* _Obiettivo del compito_
Restituisci tali e quali le righe dei record che vanno dalla riga con "as [[165, 126]]." fino alla riga con "[[135, 130], [289, 135]]", entrambe comprese.

* _Estratti dei record_
________________________

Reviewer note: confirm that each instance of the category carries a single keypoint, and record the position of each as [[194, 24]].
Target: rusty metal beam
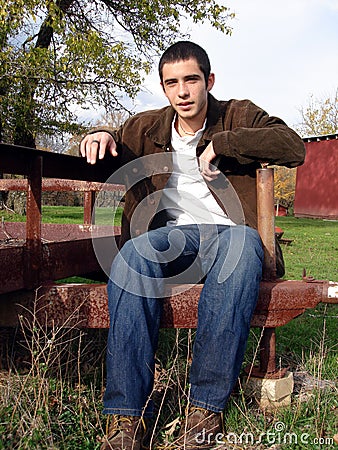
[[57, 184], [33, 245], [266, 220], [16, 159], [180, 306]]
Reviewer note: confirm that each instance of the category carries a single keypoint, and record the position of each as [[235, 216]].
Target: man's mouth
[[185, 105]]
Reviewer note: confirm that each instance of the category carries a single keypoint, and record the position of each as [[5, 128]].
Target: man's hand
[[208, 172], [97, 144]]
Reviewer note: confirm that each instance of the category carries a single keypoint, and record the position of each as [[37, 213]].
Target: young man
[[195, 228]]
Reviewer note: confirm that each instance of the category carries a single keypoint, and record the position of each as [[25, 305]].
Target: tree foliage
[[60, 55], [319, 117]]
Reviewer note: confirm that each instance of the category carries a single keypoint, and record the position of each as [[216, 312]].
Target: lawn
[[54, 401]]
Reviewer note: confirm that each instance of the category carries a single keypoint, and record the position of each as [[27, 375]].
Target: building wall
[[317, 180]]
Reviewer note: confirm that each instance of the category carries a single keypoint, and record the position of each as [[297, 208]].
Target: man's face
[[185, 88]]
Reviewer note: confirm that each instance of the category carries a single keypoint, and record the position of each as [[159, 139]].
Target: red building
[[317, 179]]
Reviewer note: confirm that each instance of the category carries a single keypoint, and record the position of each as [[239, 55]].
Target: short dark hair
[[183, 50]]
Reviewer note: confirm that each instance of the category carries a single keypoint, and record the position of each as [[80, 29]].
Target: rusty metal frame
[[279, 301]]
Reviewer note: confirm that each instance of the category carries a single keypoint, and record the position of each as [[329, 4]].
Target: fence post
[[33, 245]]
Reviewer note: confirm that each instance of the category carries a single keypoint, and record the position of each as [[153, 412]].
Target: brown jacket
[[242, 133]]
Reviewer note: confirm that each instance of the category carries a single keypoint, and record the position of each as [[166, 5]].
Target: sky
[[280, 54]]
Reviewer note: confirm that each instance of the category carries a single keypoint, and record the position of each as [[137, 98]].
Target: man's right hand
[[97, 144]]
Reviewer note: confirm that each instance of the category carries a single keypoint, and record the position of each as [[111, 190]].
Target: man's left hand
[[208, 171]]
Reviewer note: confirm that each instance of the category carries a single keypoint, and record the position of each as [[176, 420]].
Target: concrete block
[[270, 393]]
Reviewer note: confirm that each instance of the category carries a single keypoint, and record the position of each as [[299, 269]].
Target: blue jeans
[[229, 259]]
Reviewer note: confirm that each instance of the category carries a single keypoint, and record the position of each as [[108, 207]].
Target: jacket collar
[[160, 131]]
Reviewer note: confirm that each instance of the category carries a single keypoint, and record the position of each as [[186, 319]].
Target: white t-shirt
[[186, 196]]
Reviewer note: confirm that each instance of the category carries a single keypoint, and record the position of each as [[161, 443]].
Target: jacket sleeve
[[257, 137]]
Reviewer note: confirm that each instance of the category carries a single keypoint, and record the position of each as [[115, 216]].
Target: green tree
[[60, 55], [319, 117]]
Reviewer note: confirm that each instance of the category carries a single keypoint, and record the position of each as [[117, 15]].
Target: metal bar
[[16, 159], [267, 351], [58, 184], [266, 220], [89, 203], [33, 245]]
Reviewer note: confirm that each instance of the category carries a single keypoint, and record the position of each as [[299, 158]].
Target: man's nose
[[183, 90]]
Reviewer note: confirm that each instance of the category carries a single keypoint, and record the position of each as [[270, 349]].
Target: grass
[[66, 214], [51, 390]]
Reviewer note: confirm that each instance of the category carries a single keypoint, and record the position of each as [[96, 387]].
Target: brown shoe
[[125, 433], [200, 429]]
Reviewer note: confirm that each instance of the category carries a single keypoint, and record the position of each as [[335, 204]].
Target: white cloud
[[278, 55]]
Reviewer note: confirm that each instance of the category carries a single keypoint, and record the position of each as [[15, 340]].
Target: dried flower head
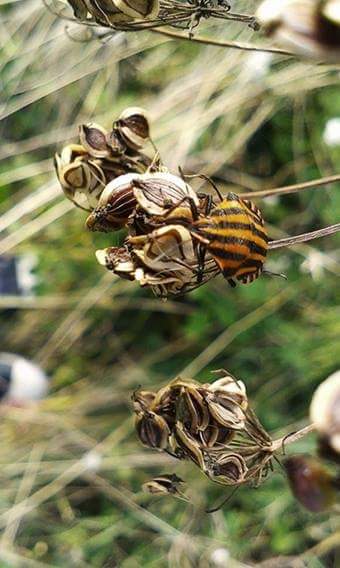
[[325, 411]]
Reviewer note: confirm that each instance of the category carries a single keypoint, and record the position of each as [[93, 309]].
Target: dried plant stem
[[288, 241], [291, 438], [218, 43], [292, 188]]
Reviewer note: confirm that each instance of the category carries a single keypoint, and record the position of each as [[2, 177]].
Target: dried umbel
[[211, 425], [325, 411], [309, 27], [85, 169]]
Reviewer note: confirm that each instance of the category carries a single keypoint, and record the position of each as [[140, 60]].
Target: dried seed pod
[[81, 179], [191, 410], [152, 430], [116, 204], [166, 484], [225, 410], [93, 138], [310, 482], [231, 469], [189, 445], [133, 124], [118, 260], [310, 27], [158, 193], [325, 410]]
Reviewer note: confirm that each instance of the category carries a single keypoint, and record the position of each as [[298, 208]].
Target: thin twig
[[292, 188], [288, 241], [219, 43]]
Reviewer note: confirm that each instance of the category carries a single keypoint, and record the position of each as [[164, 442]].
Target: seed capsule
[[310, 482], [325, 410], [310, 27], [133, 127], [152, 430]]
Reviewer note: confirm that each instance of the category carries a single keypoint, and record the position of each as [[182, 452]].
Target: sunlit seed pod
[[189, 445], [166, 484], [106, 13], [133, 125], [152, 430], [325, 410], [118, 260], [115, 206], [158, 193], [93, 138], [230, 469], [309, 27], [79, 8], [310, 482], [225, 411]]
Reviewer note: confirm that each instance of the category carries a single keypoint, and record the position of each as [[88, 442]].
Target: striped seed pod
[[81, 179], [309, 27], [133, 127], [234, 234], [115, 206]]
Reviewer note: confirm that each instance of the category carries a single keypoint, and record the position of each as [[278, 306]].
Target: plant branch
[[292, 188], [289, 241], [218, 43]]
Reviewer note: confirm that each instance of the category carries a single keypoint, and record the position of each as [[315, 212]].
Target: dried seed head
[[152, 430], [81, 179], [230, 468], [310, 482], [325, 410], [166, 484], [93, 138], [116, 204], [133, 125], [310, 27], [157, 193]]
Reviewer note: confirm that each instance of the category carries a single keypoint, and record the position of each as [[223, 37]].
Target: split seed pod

________________________

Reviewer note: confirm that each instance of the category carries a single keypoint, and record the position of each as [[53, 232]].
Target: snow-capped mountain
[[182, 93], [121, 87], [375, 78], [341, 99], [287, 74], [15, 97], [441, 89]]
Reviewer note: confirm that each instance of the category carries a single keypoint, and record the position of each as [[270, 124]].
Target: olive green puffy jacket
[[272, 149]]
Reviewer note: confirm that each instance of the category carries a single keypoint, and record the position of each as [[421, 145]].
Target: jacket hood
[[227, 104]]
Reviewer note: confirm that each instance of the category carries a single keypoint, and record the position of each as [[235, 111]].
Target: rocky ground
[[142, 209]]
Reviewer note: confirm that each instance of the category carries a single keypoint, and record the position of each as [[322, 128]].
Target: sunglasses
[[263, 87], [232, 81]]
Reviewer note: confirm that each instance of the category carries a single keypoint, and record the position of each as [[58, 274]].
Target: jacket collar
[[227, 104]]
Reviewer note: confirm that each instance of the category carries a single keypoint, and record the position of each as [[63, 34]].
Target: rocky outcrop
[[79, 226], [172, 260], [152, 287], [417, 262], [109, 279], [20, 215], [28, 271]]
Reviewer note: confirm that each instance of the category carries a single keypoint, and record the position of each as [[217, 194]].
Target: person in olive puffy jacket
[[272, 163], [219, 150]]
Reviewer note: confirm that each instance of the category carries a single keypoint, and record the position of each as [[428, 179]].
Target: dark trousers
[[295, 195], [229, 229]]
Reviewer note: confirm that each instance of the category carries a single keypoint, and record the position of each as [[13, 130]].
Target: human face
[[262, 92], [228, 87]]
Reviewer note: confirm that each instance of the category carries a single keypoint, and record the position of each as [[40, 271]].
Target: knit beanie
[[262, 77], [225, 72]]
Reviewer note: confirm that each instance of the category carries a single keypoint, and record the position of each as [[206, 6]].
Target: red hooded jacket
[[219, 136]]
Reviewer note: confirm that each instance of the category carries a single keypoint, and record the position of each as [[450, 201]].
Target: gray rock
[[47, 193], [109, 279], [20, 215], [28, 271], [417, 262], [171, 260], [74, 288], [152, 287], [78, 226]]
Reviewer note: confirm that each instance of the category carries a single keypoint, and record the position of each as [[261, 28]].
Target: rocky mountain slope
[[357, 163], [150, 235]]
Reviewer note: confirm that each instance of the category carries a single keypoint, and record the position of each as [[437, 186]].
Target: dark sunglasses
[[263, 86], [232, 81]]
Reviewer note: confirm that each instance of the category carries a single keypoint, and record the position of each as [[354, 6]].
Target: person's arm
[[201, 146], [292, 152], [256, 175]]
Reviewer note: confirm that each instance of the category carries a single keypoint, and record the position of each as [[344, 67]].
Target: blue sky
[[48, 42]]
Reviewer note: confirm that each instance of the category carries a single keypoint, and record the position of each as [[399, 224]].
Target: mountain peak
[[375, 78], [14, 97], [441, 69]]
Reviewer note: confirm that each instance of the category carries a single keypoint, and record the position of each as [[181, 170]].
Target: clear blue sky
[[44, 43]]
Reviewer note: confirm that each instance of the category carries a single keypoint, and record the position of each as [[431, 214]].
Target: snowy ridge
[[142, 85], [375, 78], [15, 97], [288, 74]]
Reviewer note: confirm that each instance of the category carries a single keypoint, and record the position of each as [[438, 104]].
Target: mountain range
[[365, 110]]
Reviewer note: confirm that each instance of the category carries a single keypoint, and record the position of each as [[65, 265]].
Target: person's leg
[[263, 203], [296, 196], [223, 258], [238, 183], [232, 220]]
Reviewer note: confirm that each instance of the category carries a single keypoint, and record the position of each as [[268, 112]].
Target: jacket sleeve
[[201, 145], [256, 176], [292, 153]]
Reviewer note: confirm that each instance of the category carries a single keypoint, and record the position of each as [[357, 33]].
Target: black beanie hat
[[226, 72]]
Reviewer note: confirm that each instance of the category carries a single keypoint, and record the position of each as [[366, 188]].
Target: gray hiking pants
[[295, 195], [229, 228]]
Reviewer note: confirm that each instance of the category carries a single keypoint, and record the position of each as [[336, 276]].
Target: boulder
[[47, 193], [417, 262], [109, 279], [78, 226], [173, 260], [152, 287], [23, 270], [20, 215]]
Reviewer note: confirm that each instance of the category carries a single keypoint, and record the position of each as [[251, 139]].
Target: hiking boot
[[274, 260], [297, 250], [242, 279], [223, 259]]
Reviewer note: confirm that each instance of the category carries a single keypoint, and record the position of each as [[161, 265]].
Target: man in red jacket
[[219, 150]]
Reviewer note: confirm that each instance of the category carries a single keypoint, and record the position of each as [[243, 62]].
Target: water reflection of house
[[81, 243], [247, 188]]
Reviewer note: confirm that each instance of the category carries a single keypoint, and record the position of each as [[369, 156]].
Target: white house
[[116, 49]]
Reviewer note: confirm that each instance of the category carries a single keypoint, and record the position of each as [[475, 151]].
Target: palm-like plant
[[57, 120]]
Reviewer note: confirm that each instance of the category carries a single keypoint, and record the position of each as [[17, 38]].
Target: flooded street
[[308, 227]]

________________________

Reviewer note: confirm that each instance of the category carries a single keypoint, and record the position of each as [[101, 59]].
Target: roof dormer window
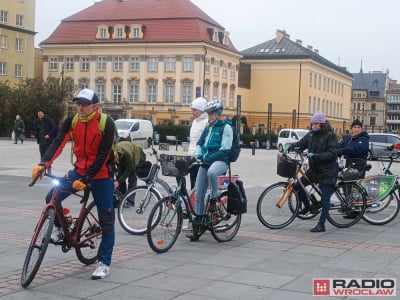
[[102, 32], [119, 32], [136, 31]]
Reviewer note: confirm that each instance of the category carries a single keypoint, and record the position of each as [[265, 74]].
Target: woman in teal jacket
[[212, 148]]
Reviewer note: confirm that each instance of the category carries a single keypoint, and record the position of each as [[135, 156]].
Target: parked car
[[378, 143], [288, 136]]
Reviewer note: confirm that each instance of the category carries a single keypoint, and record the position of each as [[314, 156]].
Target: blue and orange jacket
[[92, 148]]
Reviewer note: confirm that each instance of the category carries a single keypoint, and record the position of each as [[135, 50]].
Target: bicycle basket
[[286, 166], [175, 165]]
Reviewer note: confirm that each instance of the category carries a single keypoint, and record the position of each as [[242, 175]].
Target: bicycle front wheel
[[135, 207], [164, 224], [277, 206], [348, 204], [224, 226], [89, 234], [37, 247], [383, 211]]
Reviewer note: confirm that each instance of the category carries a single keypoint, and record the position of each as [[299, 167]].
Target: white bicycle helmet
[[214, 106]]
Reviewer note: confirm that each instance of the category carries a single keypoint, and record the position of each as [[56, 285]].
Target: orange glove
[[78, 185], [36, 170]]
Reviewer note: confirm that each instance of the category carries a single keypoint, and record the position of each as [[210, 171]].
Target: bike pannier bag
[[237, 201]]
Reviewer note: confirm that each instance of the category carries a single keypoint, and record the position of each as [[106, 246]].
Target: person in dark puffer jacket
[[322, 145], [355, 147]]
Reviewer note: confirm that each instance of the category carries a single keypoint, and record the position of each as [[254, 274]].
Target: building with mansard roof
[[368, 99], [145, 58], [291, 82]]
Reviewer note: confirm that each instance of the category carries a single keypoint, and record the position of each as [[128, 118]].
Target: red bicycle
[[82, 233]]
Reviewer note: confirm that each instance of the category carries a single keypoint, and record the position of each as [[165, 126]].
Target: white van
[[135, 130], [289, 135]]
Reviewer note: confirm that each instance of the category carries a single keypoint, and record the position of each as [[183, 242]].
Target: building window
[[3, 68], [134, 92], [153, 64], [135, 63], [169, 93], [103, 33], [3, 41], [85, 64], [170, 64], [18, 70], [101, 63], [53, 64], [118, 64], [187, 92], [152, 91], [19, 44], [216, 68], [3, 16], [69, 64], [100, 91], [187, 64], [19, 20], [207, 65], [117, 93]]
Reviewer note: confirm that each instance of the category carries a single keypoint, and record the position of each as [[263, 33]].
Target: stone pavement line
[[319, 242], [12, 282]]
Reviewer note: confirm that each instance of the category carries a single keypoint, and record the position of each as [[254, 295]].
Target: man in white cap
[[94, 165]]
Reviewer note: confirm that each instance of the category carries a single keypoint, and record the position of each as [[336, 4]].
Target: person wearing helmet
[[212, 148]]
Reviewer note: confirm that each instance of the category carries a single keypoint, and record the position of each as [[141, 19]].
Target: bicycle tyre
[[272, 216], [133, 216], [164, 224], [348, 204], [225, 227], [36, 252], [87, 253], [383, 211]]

________________________

* _Risposta al compito_
Reviewer note: confirm that each instance of the category carries a single keypoint, and record the position of each as [[165, 126]].
Target: white van
[[135, 130], [289, 135]]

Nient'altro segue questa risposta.